Start Given information
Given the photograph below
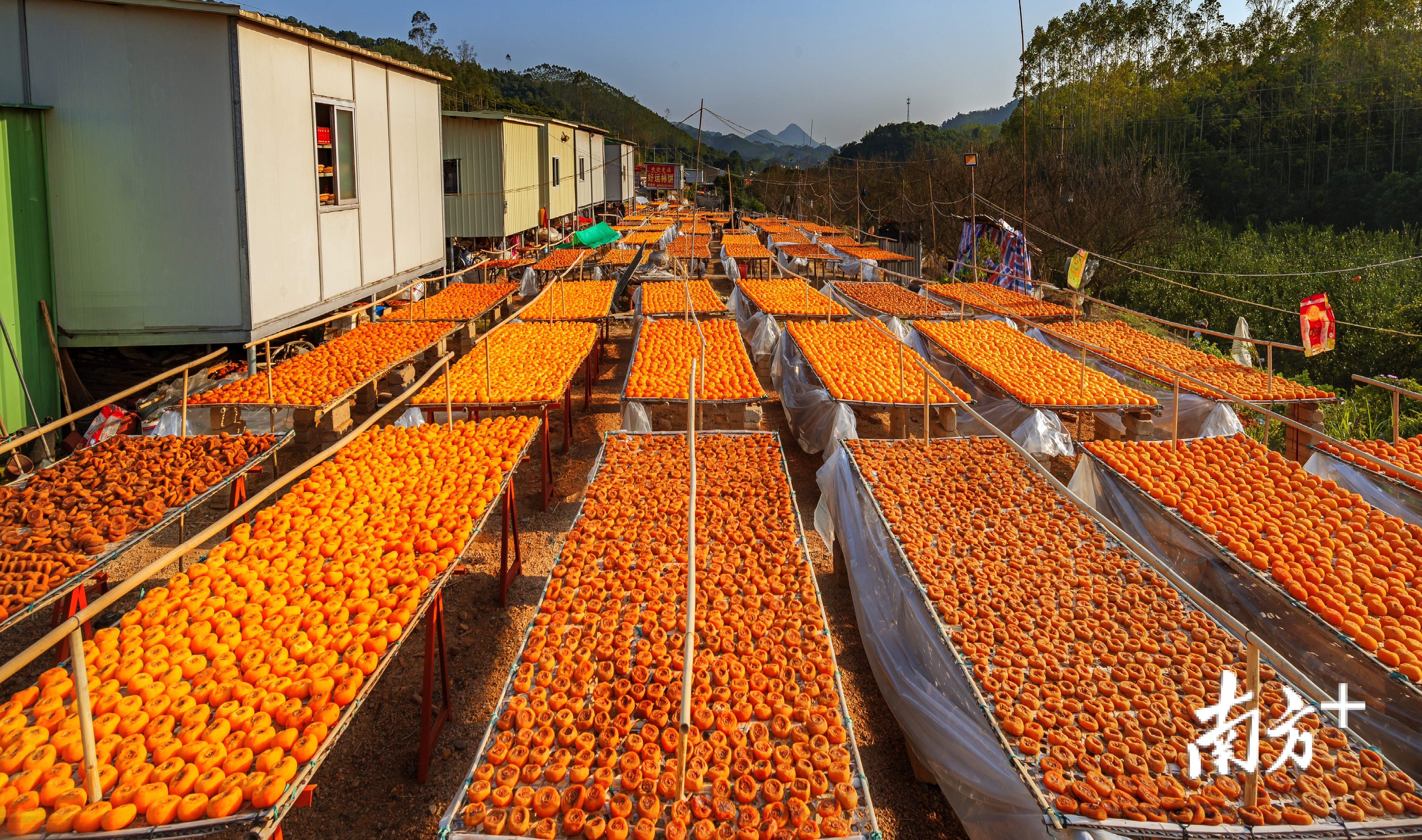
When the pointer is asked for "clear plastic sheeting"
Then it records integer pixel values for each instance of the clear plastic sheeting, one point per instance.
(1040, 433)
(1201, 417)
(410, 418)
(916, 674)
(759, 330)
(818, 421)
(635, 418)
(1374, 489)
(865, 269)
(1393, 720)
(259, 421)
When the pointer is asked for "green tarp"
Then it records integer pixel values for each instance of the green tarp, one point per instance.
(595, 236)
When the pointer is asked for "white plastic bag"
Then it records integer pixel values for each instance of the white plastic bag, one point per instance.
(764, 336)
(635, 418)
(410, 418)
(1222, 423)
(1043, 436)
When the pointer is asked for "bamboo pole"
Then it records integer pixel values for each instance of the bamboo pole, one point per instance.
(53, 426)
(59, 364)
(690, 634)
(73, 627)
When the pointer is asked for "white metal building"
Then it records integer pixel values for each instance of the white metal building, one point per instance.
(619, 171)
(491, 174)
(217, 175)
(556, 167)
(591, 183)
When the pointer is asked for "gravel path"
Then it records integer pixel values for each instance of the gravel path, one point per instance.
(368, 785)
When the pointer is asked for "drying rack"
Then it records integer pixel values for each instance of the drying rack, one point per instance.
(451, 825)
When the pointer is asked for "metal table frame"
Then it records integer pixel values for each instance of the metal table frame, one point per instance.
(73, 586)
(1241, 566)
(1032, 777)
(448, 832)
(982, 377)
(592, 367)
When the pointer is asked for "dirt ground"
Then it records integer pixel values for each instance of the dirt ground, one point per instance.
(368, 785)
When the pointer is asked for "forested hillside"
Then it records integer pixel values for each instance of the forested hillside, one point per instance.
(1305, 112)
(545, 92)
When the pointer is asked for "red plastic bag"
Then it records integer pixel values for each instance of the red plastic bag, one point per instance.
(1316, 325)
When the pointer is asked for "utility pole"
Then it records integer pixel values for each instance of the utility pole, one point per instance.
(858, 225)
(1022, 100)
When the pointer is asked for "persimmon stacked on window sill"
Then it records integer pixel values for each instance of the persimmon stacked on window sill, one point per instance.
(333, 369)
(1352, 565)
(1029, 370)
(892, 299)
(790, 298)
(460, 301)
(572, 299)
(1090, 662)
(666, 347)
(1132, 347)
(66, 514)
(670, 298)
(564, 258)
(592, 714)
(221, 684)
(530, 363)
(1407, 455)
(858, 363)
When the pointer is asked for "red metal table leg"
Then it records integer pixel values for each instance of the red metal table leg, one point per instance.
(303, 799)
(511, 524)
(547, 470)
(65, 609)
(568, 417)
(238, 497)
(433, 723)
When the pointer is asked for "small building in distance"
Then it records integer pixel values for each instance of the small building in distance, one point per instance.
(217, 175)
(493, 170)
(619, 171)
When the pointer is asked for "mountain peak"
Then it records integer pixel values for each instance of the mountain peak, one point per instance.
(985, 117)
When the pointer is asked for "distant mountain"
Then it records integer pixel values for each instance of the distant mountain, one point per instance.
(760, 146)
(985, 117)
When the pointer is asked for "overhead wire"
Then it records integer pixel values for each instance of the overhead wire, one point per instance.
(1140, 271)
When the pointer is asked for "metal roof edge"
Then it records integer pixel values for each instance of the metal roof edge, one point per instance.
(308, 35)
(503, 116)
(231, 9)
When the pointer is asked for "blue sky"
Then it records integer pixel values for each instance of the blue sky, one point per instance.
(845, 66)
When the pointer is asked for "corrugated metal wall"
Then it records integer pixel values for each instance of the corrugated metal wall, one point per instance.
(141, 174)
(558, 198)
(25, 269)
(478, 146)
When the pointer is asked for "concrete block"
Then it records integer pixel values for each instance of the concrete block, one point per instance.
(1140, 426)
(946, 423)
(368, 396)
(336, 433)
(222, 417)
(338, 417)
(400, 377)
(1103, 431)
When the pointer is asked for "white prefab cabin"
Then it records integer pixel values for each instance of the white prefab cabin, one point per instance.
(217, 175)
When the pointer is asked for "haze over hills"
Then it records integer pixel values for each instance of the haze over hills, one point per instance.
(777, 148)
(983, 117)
End Given information
* _Written task_
Reproduce the full material exactly, excluding the pictures.

* _Finished exercise_
Given the photograph below
When the pointer is asked for "clear plastic sheeting"
Then it records integer pixel values for each instance of the clear plastic sheeting, one point per instance.
(1040, 433)
(1201, 417)
(410, 418)
(916, 674)
(759, 330)
(818, 421)
(635, 418)
(1374, 489)
(865, 269)
(1393, 720)
(259, 421)
When the pointer is asked for "green tarp"
Then it records integer pixel values for each instance of the green tarp, one point per instance.
(595, 236)
When the pointer is asked for "white plastic bag"
Then it records integer pixel values for each instance of the white plastic bag, one point per instance.
(764, 336)
(635, 418)
(410, 418)
(1222, 423)
(1043, 436)
When the pointer is asked for "bamboo pole"
Then it records integer pixel values for each instance of the bamboo pole, one point per instance.
(53, 426)
(59, 364)
(690, 634)
(73, 627)
When the pointer is asked for "white metal building"
Then it records integer pixel values for each instance of the white metal building, one point per instance.
(619, 171)
(491, 174)
(217, 175)
(556, 167)
(591, 183)
When the pointer is asked for "gravel path"
Then it records integer pixel values for each instance of the gravel path, one point per instance.
(368, 785)
When the pointer is asked for "drying rack"
Then it records integer pixel values for each instance of the drying rack, one point per instance.
(451, 825)
When the pointer is asked for "metal table frame"
Then it records integer pixel values for each instance of the metal table frame, one point per instance.
(73, 586)
(1241, 566)
(1032, 777)
(448, 832)
(982, 377)
(592, 367)
When the pointer is asked for "dirt ground"
Then it records integer pixel values for each instance of the dirt ground, one point per instance.
(368, 785)
When the pointer is asked for "forested hillside"
Then it records integer pixel values for each instance of the forested hillside, one point per instance.
(1305, 112)
(545, 92)
When the pointer is asked for "red plastic bag"
Then it records integer pixel values for each instance of the red plastic bag, one point per instance.
(1316, 325)
When the pointer is asked for "utility pole"
Then it records integer pixel values for each instance of the utility pole, one point per instance.
(858, 225)
(1022, 100)
When the pointer is asked for "persimmon stacked on window sill"
Then it records integer pixel values for each instance of the persimmon stacked on window sill, one point per instance.
(333, 369)
(1352, 565)
(1029, 370)
(892, 299)
(790, 298)
(460, 301)
(572, 299)
(1090, 662)
(666, 347)
(1132, 347)
(66, 514)
(670, 298)
(564, 258)
(592, 714)
(221, 684)
(530, 363)
(1407, 455)
(858, 363)
When the pointer is asked for "red metal table leg"
Then it records integer pixel values for each instance of the red metal table leg, one point per instance.
(303, 799)
(511, 524)
(547, 470)
(65, 609)
(568, 417)
(238, 497)
(433, 723)
When the pointer is asked for "small building in distance"
Then it records integer pixel values for each instance of the small building in distance, one point per instance.
(217, 175)
(493, 170)
(619, 171)
When the pointer is asked for "mountain peak"
Then it records integer pixel values for each instance of the mountain peak, one point per instance.
(985, 117)
When the pointer is asked for "distant mountain"
Then it records integer pixel values for each instance of the distant mountain, one point per instance.
(760, 146)
(985, 117)
When the pointer is asked for "overhead wire"
Then it records integer pixel values for each instance of the overhead wire, one point per instance.
(1140, 271)
When the pointer is asked for "metal roof edge"
Then it records integer pixel values for each instance of the metal roof edge, one point per instance.
(308, 35)
(503, 116)
(231, 9)
When the pointer is asked for "blue sky"
Then it records integer pixel values for each instance of the blue sky, one point per instance.
(845, 66)
When the pointer is asked for "corrugated metal wall"
Then it records integer pixel values for each instance of the corrugated metal wall, one point per instance.
(141, 174)
(558, 198)
(25, 269)
(478, 146)
When the pointer is asked for "concrete block"
Then it records integer pixel values for each instance of the concrete block, one point per instance.
(1140, 426)
(946, 423)
(368, 396)
(336, 433)
(222, 417)
(338, 417)
(400, 377)
(1103, 431)
When the pointer is asked for "white prefab cabin"
Then it records integer pixel values for each instance of the white prefab cabin, one point per instance.
(217, 175)
When the pointer is asked for "haze over hills"
Then it records integer pixel values for each instance of the haze over hills, one point per instance.
(777, 148)
(983, 117)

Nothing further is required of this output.